--- Exercise data ---
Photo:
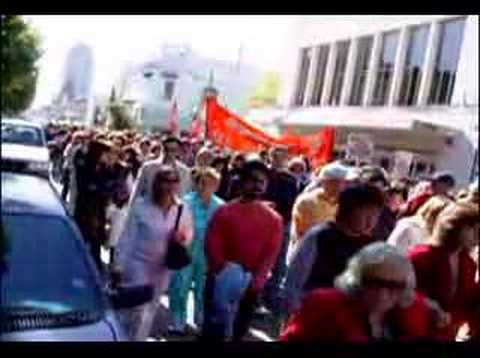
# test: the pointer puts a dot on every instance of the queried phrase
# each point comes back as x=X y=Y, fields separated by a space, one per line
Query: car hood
x=25 y=153
x=106 y=330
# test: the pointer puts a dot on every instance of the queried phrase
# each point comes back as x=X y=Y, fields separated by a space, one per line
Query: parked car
x=24 y=148
x=50 y=287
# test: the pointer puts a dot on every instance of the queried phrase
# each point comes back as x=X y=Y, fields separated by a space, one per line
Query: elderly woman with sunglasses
x=142 y=247
x=373 y=299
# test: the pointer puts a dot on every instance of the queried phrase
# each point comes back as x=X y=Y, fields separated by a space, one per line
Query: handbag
x=177 y=255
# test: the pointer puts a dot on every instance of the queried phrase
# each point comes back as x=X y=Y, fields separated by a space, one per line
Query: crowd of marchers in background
x=337 y=253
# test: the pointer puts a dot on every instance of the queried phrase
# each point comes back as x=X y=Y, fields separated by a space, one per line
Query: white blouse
x=143 y=241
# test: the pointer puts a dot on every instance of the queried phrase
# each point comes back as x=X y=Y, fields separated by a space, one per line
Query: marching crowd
x=339 y=253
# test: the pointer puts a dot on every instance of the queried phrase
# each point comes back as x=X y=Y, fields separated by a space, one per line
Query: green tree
x=267 y=91
x=20 y=52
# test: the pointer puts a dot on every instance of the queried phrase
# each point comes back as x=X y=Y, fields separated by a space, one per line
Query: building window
x=339 y=72
x=475 y=167
x=444 y=74
x=306 y=55
x=385 y=68
x=361 y=69
x=413 y=65
x=168 y=90
x=323 y=52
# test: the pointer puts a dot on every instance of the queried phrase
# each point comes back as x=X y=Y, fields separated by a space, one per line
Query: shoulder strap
x=179 y=215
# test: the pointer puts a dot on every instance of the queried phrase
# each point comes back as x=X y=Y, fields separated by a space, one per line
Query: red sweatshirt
x=329 y=315
x=249 y=234
x=434 y=280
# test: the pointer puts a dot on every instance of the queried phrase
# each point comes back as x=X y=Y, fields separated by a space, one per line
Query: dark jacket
x=385 y=225
x=282 y=191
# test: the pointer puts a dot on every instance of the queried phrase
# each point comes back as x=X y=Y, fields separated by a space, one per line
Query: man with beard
x=243 y=237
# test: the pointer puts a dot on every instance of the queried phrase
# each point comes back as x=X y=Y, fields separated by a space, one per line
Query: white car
x=24 y=148
x=50 y=287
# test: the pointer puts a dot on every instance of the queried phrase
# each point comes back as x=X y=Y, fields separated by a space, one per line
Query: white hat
x=338 y=171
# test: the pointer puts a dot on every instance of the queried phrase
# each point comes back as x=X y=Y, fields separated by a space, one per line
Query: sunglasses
x=378 y=282
x=170 y=180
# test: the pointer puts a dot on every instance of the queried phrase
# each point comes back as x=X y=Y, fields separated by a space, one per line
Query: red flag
x=229 y=130
x=173 y=119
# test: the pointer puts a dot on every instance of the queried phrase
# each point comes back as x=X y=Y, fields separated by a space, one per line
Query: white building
x=75 y=99
x=410 y=82
x=180 y=74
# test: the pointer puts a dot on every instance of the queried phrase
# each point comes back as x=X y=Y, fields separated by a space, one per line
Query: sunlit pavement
x=262 y=327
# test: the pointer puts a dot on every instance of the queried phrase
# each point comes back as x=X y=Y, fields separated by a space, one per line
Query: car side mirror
x=129 y=297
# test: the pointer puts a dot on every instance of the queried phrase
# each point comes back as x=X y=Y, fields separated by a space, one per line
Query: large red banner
x=226 y=129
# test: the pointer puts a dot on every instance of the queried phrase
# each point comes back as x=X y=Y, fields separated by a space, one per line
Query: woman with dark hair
x=326 y=248
x=95 y=190
x=373 y=299
x=142 y=247
x=444 y=268
x=131 y=157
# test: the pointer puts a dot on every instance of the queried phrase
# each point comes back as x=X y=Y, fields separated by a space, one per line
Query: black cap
x=252 y=164
x=444 y=177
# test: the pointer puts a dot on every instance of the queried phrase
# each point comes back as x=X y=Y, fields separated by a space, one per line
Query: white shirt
x=408 y=232
x=147 y=172
x=142 y=245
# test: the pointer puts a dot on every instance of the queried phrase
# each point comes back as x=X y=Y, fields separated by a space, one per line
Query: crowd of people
x=337 y=253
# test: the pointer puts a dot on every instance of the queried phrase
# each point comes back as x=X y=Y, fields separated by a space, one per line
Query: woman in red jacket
x=373 y=299
x=444 y=268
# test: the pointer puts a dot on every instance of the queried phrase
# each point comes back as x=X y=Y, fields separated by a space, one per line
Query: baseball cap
x=337 y=171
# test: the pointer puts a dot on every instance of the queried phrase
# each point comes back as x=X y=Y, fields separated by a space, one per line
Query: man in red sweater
x=247 y=232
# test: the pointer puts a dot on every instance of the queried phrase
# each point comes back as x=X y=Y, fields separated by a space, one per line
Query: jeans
x=227 y=310
x=273 y=287
x=180 y=288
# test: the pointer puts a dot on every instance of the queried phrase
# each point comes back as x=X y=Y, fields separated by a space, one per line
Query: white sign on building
x=359 y=147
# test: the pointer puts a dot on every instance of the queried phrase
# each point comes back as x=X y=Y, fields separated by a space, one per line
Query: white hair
x=351 y=280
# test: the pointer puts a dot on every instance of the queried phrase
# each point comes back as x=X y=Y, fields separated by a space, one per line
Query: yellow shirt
x=310 y=209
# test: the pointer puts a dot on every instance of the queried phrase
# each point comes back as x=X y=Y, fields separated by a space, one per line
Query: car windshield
x=46 y=268
x=18 y=134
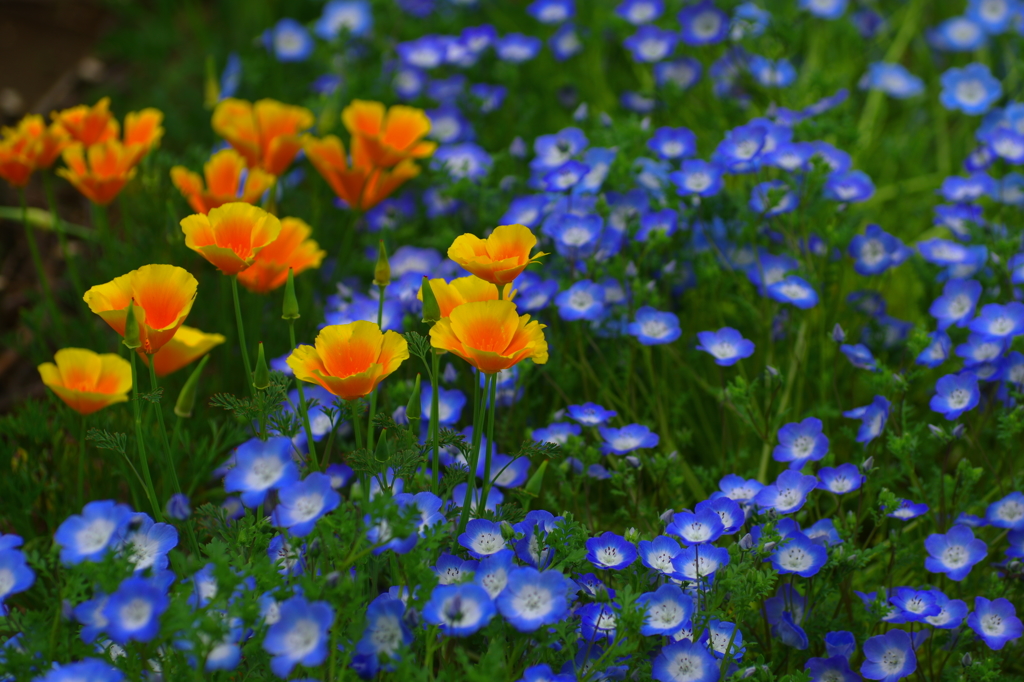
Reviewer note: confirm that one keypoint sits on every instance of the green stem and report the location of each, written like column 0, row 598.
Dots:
column 311, row 446
column 492, row 409
column 169, row 455
column 140, row 442
column 58, row 227
column 373, row 395
column 474, row 456
column 44, row 283
column 435, row 429
column 242, row 336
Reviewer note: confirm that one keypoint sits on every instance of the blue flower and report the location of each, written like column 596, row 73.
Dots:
column 955, row 394
column 842, row 479
column 301, row 504
column 610, row 552
column 261, row 466
column 957, row 34
column 657, row 554
column 995, row 622
column 889, row 657
column 787, row 494
column 740, row 151
column 828, row 9
column 557, row 433
column 493, row 573
column 640, row 11
column 299, row 636
column 87, row 670
column 735, row 487
column 146, row 544
column 289, row 41
column 668, row 610
column 584, row 300
column 999, row 322
column 516, row 47
column 936, row 352
column 352, row 15
column 954, row 553
column 532, row 599
column 673, row 142
column 589, row 414
column 462, row 160
column 893, row 79
column 551, row 11
column 15, row 576
column 726, row 345
column 459, row 610
column 685, row 662
column 835, row 669
column 678, row 73
column 794, row 290
column 697, row 177
column 907, row 510
column 482, row 538
column 133, row 611
column 971, row 89
column 704, row 24
column 772, row 73
column 650, row 44
column 86, row 537
column 800, row 555
column 628, row 438
column 699, row 563
column 801, row 442
column 654, row 328
column 1008, row 512
column 872, row 418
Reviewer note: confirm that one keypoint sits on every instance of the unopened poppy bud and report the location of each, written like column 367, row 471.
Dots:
column 431, row 310
column 186, row 398
column 261, row 377
column 131, row 329
column 414, row 408
column 290, row 309
column 382, row 271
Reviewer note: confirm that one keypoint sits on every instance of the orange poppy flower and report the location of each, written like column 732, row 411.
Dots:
column 293, row 249
column 88, row 125
column 266, row 133
column 491, row 335
column 360, row 187
column 451, row 295
column 100, row 171
column 187, row 346
column 87, row 381
column 142, row 129
column 500, row 258
column 223, row 175
column 163, row 297
column 349, row 360
column 230, row 236
column 385, row 137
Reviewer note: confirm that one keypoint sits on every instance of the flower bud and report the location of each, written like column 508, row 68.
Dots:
column 261, row 377
column 431, row 310
column 131, row 329
column 290, row 308
column 414, row 407
column 382, row 271
column 186, row 398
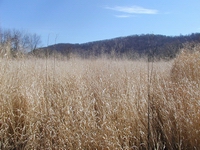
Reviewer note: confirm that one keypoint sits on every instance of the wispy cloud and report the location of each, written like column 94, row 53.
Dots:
column 123, row 16
column 133, row 10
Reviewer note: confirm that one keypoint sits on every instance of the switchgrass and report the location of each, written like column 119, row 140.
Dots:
column 97, row 104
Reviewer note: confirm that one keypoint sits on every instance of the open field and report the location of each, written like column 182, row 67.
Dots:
column 100, row 104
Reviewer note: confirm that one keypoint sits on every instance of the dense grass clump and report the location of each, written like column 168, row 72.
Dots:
column 98, row 104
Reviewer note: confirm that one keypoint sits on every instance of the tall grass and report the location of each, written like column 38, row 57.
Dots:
column 96, row 104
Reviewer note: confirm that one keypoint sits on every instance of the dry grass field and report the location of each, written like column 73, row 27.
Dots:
column 100, row 104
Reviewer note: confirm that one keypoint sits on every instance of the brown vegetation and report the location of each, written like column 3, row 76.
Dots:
column 99, row 104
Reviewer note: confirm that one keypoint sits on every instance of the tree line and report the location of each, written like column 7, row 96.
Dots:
column 131, row 47
column 15, row 42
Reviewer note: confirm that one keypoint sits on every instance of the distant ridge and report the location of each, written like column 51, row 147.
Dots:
column 159, row 46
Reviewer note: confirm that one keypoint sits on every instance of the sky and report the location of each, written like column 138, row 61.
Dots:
column 81, row 21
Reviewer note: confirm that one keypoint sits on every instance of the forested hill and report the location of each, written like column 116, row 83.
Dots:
column 160, row 46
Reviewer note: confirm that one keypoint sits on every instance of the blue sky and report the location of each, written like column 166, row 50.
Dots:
column 80, row 21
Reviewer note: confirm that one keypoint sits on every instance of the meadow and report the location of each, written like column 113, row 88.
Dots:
column 100, row 103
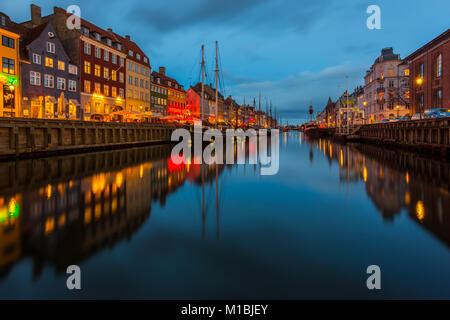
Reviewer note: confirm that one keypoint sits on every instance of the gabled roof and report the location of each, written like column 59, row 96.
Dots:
column 131, row 45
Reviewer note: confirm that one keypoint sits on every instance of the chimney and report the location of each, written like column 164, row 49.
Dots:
column 35, row 15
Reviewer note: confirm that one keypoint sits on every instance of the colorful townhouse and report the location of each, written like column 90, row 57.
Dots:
column 168, row 96
column 138, row 81
column 50, row 87
column 10, row 89
column 430, row 74
column 101, row 59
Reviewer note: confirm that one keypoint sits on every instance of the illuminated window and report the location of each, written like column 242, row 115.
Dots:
column 50, row 47
column 48, row 81
column 8, row 66
column 48, row 62
column 438, row 65
column 87, row 67
column 87, row 48
column 97, row 70
column 87, row 86
column 61, row 83
column 36, row 58
column 35, row 78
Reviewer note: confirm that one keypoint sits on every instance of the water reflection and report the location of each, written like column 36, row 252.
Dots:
column 63, row 210
column 395, row 181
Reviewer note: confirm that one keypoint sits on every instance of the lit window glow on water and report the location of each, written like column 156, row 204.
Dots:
column 141, row 226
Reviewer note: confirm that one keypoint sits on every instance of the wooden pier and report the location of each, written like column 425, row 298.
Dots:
column 41, row 137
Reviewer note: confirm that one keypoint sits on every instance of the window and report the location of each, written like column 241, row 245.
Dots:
column 97, row 70
column 61, row 83
column 437, row 98
column 48, row 62
column 48, row 81
column 35, row 78
column 7, row 42
column 73, row 69
column 36, row 58
column 438, row 66
column 87, row 67
column 87, row 86
column 87, row 48
column 72, row 85
column 50, row 47
column 98, row 52
column 8, row 66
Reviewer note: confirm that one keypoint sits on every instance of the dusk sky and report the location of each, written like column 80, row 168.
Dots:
column 295, row 52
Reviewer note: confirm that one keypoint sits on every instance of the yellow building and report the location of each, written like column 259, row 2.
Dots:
column 138, row 81
column 9, row 74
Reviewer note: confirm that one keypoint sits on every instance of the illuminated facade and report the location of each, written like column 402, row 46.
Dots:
column 50, row 87
column 138, row 73
column 10, row 90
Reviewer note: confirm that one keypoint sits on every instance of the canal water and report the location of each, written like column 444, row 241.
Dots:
column 140, row 226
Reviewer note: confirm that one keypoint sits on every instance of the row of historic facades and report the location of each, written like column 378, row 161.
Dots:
column 395, row 87
column 51, row 71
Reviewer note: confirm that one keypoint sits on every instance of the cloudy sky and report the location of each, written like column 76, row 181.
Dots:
column 295, row 52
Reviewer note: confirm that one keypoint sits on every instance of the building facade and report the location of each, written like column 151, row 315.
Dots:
column 10, row 82
column 138, row 79
column 386, row 88
column 101, row 60
column 430, row 74
column 50, row 87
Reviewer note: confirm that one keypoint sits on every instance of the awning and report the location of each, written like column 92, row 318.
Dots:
column 51, row 99
column 75, row 102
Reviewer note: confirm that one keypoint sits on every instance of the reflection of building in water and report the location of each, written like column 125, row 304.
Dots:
column 63, row 223
column 395, row 181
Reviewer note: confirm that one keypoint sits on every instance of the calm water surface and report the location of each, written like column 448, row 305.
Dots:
column 140, row 226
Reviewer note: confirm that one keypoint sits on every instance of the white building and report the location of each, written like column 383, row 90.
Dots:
column 386, row 88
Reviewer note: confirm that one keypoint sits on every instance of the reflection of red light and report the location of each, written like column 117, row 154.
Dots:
column 176, row 163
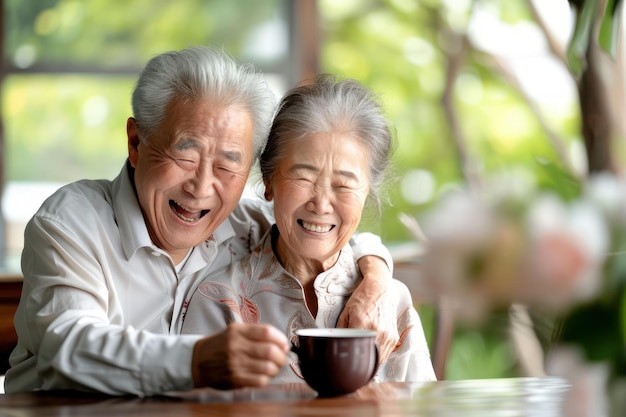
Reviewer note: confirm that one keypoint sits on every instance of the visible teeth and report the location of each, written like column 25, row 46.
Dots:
column 316, row 228
column 185, row 213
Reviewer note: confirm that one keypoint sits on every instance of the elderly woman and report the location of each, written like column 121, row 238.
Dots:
column 327, row 153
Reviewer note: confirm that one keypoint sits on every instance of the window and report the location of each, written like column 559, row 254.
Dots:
column 68, row 70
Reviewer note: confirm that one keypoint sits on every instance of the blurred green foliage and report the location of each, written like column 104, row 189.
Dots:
column 399, row 48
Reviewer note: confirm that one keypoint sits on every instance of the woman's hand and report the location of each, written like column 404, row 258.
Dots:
column 243, row 355
column 373, row 305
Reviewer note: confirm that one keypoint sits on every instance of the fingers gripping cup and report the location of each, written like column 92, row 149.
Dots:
column 336, row 361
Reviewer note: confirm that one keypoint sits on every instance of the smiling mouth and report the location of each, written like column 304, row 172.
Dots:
column 312, row 227
column 186, row 214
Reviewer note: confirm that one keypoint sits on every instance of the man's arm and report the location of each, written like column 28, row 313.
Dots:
column 72, row 334
column 373, row 304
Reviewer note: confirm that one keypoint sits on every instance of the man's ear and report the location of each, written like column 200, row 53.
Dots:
column 132, row 131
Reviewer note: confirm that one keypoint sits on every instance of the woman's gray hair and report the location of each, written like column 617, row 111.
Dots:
column 201, row 73
column 330, row 105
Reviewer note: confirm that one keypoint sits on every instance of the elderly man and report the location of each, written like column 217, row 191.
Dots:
column 109, row 266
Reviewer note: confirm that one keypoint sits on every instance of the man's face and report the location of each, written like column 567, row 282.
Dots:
column 191, row 173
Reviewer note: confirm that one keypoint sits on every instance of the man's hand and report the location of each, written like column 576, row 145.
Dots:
column 373, row 306
column 243, row 355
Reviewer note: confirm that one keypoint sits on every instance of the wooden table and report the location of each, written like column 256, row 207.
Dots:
column 468, row 398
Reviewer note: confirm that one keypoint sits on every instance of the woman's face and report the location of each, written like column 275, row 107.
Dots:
column 319, row 190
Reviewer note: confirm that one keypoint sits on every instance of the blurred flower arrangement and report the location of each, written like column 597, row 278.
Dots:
column 513, row 243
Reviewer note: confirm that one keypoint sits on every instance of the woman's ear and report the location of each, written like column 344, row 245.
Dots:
column 132, row 131
column 268, row 191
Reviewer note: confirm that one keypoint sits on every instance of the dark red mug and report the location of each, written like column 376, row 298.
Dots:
column 336, row 361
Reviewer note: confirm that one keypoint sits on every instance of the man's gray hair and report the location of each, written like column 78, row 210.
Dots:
column 202, row 73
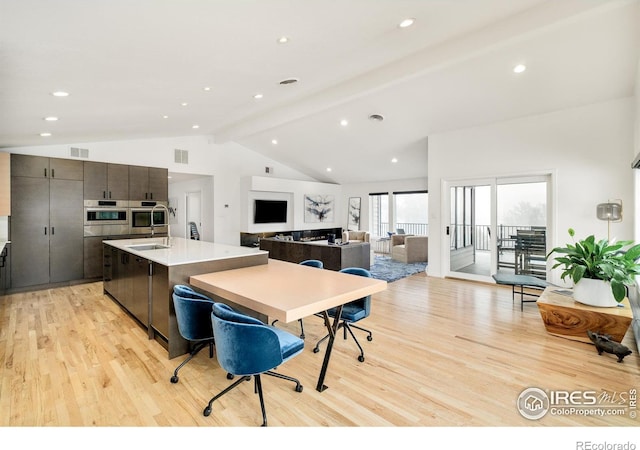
---
**Your assignment**
I would like the exact lines from the data above, starting with the one that holds "Query: man in red sweater" and going on through the one that holds "596, row 73.", without the pictures.

**Completed task**
Query: man in red sweater
x=247 y=232
# test: the pointer puts a dot on every instance of the queried phrase
# each point comes back as x=X y=Y, fields separated by a space, one per line
Query: jeans
x=227 y=310
x=273 y=287
x=180 y=288
# test: the pointer puts a dot on every instance of the queried phrase
# each point comes back as x=X y=Y, fields separated by a space, one per line
Query: white sign on building
x=359 y=147
# test: the pointer puts a dot on every instance of the queried phrase
# each point comes back as x=X y=Y, fields separated by a space, one per line
Query: white hair
x=351 y=280
# test: the pointer puts a dot on every instance of the queried phrase
# each point comes back as x=X y=Y, fields separated by a space, one per line
Query: yellow shirt
x=310 y=209
# test: the pointer puts a dot on every instance of the queried phrase
# each point comes back as x=X y=Y, fields separated by a space, one per line
Query: car windshield
x=46 y=268
x=18 y=134
Reviewer note: confirm that one keypoint sits on every instance of the green stem and report the location of each, written like column 0, row 598.
Dots:
column 311, row 446
column 492, row 409
column 169, row 455
column 140, row 442
column 58, row 227
column 373, row 395
column 474, row 456
column 44, row 283
column 435, row 429
column 242, row 336
Reviewer note: confirm that one keypoint sits on every instance of the blue flower and report the location of each, written like column 596, row 73.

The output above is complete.